Stored items
--- START ---

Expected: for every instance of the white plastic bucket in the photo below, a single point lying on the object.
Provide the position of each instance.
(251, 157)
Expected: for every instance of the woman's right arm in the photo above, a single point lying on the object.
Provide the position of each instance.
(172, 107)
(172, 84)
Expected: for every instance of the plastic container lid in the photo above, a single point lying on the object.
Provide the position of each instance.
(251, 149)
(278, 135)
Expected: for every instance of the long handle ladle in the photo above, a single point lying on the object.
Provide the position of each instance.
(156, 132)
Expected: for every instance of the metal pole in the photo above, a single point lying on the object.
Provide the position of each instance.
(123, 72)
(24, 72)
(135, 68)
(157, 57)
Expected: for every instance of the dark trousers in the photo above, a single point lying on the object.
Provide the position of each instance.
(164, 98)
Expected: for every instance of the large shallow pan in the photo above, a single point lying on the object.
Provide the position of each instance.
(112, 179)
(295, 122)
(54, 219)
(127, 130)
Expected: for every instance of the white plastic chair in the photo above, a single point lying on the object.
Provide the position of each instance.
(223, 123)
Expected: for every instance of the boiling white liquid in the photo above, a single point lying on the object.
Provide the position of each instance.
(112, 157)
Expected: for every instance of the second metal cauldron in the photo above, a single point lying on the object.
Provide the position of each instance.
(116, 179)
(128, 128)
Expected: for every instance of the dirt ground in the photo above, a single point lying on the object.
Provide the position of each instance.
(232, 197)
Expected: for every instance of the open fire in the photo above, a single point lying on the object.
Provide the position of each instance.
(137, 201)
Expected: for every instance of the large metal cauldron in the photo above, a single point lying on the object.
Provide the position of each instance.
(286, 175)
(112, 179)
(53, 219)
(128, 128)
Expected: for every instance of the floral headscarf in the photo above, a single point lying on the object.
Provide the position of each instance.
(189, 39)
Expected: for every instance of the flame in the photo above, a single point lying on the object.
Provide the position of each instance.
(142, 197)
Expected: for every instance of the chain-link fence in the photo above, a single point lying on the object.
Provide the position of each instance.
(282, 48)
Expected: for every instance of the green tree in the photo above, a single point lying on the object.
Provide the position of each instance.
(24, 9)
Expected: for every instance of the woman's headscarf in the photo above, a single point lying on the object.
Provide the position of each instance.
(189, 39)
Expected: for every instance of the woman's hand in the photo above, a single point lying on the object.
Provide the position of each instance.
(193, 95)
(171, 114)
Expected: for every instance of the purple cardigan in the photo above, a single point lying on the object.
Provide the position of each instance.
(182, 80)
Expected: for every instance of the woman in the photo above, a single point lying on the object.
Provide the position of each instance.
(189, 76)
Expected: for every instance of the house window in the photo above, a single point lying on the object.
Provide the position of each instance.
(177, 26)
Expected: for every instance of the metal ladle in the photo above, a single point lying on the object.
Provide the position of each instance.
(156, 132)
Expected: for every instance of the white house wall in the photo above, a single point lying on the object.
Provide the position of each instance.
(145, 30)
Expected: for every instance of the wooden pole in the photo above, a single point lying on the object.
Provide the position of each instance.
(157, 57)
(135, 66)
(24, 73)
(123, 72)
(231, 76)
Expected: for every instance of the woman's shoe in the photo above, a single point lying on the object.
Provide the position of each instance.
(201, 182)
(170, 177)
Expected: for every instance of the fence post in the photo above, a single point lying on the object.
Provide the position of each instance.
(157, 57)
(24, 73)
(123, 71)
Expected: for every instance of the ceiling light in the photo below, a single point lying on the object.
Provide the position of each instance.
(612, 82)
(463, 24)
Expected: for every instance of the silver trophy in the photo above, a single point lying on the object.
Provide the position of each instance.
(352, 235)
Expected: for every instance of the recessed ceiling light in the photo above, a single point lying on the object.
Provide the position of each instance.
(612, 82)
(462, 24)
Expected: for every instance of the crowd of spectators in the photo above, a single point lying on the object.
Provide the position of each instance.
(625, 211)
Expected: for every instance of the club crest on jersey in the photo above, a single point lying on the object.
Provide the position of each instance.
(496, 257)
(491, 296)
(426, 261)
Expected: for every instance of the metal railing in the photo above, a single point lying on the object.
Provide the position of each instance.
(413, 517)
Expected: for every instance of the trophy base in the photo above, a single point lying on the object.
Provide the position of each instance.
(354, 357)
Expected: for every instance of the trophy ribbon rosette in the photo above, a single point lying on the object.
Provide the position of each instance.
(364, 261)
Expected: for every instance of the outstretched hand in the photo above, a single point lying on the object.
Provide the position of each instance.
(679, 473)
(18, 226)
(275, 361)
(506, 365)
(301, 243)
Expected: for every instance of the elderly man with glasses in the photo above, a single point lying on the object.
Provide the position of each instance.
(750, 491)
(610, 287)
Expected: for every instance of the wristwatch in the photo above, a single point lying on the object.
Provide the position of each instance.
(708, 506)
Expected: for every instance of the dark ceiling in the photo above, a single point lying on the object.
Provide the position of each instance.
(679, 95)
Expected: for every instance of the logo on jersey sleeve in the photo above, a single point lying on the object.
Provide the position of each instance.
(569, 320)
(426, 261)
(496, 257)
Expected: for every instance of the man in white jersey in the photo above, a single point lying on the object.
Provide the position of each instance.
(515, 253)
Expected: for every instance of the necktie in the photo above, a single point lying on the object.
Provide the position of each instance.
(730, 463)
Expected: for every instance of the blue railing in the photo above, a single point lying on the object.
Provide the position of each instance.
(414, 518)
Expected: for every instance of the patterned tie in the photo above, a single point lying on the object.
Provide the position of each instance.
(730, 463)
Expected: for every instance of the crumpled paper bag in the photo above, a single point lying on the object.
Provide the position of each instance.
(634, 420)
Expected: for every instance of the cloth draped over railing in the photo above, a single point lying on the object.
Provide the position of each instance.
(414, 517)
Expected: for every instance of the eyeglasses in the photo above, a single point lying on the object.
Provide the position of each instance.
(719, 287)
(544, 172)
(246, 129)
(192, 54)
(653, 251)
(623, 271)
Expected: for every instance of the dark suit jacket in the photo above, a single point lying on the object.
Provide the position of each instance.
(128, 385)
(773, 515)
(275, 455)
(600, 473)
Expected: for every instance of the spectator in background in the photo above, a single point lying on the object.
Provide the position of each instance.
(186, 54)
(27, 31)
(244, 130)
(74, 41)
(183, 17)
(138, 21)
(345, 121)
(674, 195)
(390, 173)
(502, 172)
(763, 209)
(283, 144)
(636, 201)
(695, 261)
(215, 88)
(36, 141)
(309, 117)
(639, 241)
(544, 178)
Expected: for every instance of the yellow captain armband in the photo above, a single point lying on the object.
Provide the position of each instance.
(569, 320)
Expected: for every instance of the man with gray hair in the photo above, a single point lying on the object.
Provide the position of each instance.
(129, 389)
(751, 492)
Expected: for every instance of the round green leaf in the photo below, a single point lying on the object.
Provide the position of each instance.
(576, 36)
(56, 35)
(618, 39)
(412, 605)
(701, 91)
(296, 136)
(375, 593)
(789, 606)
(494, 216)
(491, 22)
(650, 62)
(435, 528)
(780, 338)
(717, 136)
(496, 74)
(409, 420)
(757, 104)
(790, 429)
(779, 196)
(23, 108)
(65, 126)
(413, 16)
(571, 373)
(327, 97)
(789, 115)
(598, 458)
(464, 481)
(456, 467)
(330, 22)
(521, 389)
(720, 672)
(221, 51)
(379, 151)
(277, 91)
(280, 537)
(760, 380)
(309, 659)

--- END ---

Word for word, write out all of the data above.

Solution below ▸
Expected: for every instance of the white plastic bucket in the photo below, a single point lying on the object.
Provide the position of each instance.
(251, 157)
Expected: for every instance of the woman's right arm in the photo above, a single point lying on the object.
Provide the position of each instance.
(172, 107)
(172, 84)
Expected: for every instance of the plastic container lid in the photo above, a single point lying on the object.
Provide the position of each instance.
(251, 149)
(278, 135)
Expected: for every instance of the long handle ladle in the photo above, a single point lying on the object.
Provide the position of each instance.
(156, 132)
Expected: for every instance of the metal pole in the photo above, a single point lying on the object.
Provide the position of each instance.
(123, 72)
(24, 72)
(135, 68)
(157, 57)
Expected: for every instance of the dark trousers in the photo above, a single point lying on the object.
Provide the position of each instance.
(164, 98)
Expected: for every instance of the large shallow pan in the photo above, a single point lying on the object.
Provide the position of each instance.
(112, 179)
(295, 122)
(54, 219)
(127, 130)
Expected: for every instance of the white plastic chair in the photo above, a single point lying on the object.
Provide the position of each instance.
(223, 123)
Expected: for every instance of the boiling white liquid in the photo above, a single point lying on the object.
Provide the position of each instance.
(112, 157)
Expected: for every instance of the second metal cauldron in the photo above, a single point lying on the object.
Provide the position of each instance.
(116, 179)
(128, 128)
Expected: for every instance of the dirt ground in the photo above, a single point lying on the object.
Provide the position of each instance.
(232, 197)
Expected: for every instance of the open fire in the photo above, a single point lying on the object.
Provide the position of each instance.
(137, 201)
Expected: for every instance of the large metal cauldron in the photo above, a single point lying on the object.
Provide the position of each instance.
(286, 175)
(112, 179)
(53, 219)
(128, 128)
Expected: for every instance of the floral headscarf in the photo above, a single point lying on the object.
Provide the position of each instance.
(189, 39)
Expected: for every instance of the flame in the photo above, a single point lying on the object.
Provide the position of each instance.
(142, 197)
Expected: for every instance of the chain-link fence in the photo above, a single point lying on the object.
Provide the position of each instance.
(282, 48)
Expected: for every instance of the green tree in the photo above, a single point lying on the object.
Provide the position of each instance.
(24, 9)
Expected: for every instance of the woman's headscarf in the photo above, a single point lying on the object.
Provide the position of each instance.
(189, 39)
Expected: for every instance of the woman's hand in the photo above, a single point lying on the object.
Provide the position of each instance.
(193, 95)
(171, 114)
Expected: for every instance of the purple cardigan in the photo above, a single point lying on the object.
Provide the position of each instance.
(182, 80)
Expected: for every instance of the woman in the photo above, a single point lying on the object.
Provide the position of each instance.
(189, 76)
Expected: for every instance of the house window in the photo above, a single point lying on the object.
Provide the position of each instance.
(177, 26)
Expected: for every instance of the metal ladle in the photo above, a single point lying on the object.
Provide the position of each instance.
(156, 132)
Expected: for every instance of the white house wall in the photo above, a single point lying on the object.
Provide the position of each instance.
(145, 30)
Expected: for every instance of the wooden pole in the photo above, a single point lying on the object.
Provide the position of each instance.
(157, 57)
(135, 66)
(24, 73)
(123, 72)
(231, 76)
Expected: for every instance of the woman's shoe in the photo above, a single point lying on the object.
Provide the position of each instance.
(201, 182)
(170, 177)
Expected: for every instance of the fence post in the photo above, a single point lying on the object.
Provide the position of each instance.
(157, 57)
(24, 73)
(123, 71)
Expected: for every instance of the ceiling light in the photo below, a single point lying on the object.
Provide the position of each instance.
(612, 82)
(463, 24)
Expected: for every instance of the silver trophy in the photo above, a single point lying on the object.
Provide the position of each instance.
(352, 235)
Expected: for every instance of the recessed ceiling light in the photo above, a single point lying on the object.
Provide the position of each instance.
(612, 82)
(462, 24)
Expected: for every instance of the crowd of spectators in the photo above, a single point lying on the object.
Provide the position of each instance.
(625, 211)
Expected: for every instance of the club crest on jersey in the photo above, a single point lying on the object.
Provide the position of each instance.
(496, 257)
(491, 296)
(426, 261)
Expected: for every instance of the metal railing in the photo above, a single point lying on the object.
Provide the position of each instance.
(413, 517)
Expected: for every instance of the trophy base in the photo above, a single point lying on the object.
Provide the position of each instance.
(354, 357)
Expected: for every instance of the trophy ribbon rosette in the photo above, a single point lying on the object.
Provide the position of each instance.
(364, 261)
Expected: for every instance of the outstretched hand in the photo above, a single point lying on the object.
Provide the position of each instance.
(679, 473)
(18, 226)
(275, 361)
(506, 365)
(301, 243)
Expected: for every instance of the elderly man with glasses in the photo above, a single point lying on the object.
Provide the position of each instance.
(750, 491)
(610, 287)
Expected: for every instance of the wristwatch in the photo above, a single point lying on the object.
Provide the position of each instance.
(708, 506)
Expected: for every instance of the dark ceiling in the photo above, a single point lying on the object.
Provide the position of each instance.
(679, 95)
Expected: for every instance of the logo on jersey sleeve in the photo above, a single point lying on the object.
Provide the position of each instance.
(569, 320)
(426, 261)
(496, 257)
Expected: for every instance of the man in white jersey in the photo above, a single point lying on the object.
Provide the position of each instance.
(515, 253)
Expected: for every instance of the necktie in the photo above, a single point lying on the object.
Provide the position of each instance.
(730, 463)
Expected: for every instance of the blue railing in the photo above, a single point lying on the object.
Provide the position of each instance.
(414, 518)
Expected: for every instance of the patterned tie in the photo above, a single point lying on the object.
Provide the position of each instance.
(730, 463)
Expected: for every instance of the crumpled paper bag in the photo above, a single point lying on the object.
Provide the position of each instance.
(634, 420)
Expected: for every instance of the cloth draped over railing in the photo above, a single point lying on the object.
Provide the position of each instance.
(414, 517)
Expected: for every instance of the eyeglasses in the photo above, a single point lying on the object.
Provide the position of each instance.
(719, 287)
(544, 172)
(246, 129)
(192, 54)
(653, 251)
(623, 271)
Expected: for every instance of the dark suit jacket in the photo above, a single point lying on the object.
Provide the position of each instance.
(128, 385)
(773, 515)
(275, 455)
(600, 473)
Expected: for every instance of the spectator in background in the photo above, a single point lying on the object.
Provide the position of each instance.
(186, 54)
(27, 31)
(244, 130)
(74, 41)
(183, 17)
(138, 21)
(345, 121)
(674, 195)
(390, 173)
(502, 172)
(763, 209)
(283, 144)
(636, 201)
(695, 261)
(215, 88)
(36, 141)
(309, 117)
(639, 241)
(544, 178)
Expected: for every instance of the yellow captain armband in the photo above, a single point lying on the object.
Provide the position of each instance.
(569, 320)
Expected: for every instance of the man with gray hair in the photo above, a single point lying on the object.
Provide the position of each instance.
(129, 389)
(751, 492)
Expected: for every instance of the round green leaf in the photo below, a single point lying on the object.
Provide the position of each instance.
(576, 36)
(56, 35)
(618, 39)
(412, 605)
(701, 91)
(296, 136)
(375, 593)
(789, 606)
(494, 216)
(491, 22)
(650, 62)
(435, 528)
(780, 338)
(717, 136)
(496, 74)
(409, 420)
(757, 104)
(790, 429)
(779, 196)
(23, 108)
(65, 126)
(413, 16)
(571, 373)
(327, 97)
(789, 115)
(598, 458)
(464, 481)
(456, 467)
(330, 22)
(521, 389)
(720, 672)
(221, 51)
(379, 151)
(277, 91)
(280, 537)
(760, 380)
(309, 659)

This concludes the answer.